_Exercise goal_
From the line holding "Exercise. Mark the metal" to the final line of the entries, set down each line exactly, including both, and nothing more.

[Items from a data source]
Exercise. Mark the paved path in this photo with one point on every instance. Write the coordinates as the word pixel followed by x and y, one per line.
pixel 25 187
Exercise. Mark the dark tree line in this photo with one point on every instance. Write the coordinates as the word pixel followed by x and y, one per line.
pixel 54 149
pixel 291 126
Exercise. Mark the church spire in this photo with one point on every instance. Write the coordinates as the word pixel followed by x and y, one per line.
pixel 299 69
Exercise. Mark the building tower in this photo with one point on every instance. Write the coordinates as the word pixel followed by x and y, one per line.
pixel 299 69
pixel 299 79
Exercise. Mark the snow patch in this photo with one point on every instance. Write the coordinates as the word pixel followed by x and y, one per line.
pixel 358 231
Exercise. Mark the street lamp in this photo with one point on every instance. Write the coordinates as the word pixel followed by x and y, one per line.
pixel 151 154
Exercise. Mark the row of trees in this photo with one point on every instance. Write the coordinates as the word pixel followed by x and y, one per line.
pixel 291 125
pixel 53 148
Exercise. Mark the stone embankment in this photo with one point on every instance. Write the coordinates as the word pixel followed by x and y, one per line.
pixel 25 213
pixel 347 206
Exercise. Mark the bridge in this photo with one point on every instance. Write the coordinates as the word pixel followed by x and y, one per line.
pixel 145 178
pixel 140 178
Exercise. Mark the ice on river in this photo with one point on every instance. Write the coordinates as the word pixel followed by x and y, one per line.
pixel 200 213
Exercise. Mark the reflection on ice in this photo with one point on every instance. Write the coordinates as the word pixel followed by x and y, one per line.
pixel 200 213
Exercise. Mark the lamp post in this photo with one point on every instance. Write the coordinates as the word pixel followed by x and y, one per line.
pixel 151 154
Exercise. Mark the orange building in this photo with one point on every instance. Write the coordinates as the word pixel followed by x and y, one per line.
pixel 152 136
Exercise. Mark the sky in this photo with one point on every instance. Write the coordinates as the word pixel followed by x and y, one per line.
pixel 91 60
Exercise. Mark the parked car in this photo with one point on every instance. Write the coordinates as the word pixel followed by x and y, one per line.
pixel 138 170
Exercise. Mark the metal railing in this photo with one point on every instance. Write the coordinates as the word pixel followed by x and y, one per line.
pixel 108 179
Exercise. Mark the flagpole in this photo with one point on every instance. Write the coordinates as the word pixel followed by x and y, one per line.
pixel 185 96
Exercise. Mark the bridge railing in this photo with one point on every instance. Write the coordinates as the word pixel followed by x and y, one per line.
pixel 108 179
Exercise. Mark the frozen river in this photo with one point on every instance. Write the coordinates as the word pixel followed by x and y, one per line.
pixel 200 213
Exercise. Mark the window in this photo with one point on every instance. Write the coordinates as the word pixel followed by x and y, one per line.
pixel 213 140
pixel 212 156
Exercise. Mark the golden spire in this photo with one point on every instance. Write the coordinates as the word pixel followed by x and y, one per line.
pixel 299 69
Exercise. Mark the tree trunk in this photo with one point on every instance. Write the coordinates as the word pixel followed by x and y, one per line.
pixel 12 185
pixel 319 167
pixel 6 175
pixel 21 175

_Exercise answer_
Exercise. Mark the metal railing in this photo with one point on every instance. Write the coordinates as the word pixel followed by x and y, one per line.
pixel 108 179
Exercise. Mark the flagpole in this photo with one point on every instance. Write the coordinates as the word pixel followed by x and y, one per line.
pixel 185 96
Exercise. Mark the bridge railing in this photo with one point on every instance. Write the coordinates as the word pixel followed by x and y, one per line.
pixel 108 179
Exercise. Mark the frozen river in this photo with one point on every instance. Write the coordinates as the word pixel followed by x and y, one per line.
pixel 200 213
Exercise. Mark the window in this photo with one point on every instance. Write the coordinates as the word pixel followed by x and y, one per line.
pixel 213 140
pixel 212 156
Exercise. Mark the golden spire in this photo with one point on every instance. Write the coordinates as the word pixel followed by x and y, one per line.
pixel 299 69
Exercise. Mark the tree trunk in this photo with one point on every instance. Write the coordinates as the word pixel followed by x and y, one per line.
pixel 12 185
pixel 319 167
pixel 6 175
pixel 21 175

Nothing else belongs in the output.